» Stated problem:
Please pick out every line in the entries that contains the word "give", and copy each such line.

» Records supplied:

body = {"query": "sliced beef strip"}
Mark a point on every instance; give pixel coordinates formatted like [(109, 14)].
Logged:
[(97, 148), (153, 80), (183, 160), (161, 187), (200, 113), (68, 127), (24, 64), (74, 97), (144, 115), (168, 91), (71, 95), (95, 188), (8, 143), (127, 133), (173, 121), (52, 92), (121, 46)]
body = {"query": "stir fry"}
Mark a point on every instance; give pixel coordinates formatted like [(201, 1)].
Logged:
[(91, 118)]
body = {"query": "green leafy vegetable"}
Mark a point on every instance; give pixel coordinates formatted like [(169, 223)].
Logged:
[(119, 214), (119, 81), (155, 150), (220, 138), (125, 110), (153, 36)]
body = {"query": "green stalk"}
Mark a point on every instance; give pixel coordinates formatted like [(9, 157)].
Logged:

» Task solution:
Mark a point on every instance; give pixel coordinates formatted like [(109, 14)].
Mark a point on every instance; give pixel coordinates formatted like [(201, 1)].
Mark a point on every instance; give pixel coordinates formatted like [(169, 223)].
Mark a point on every instance; give pixel coordinates formatted like [(9, 157)].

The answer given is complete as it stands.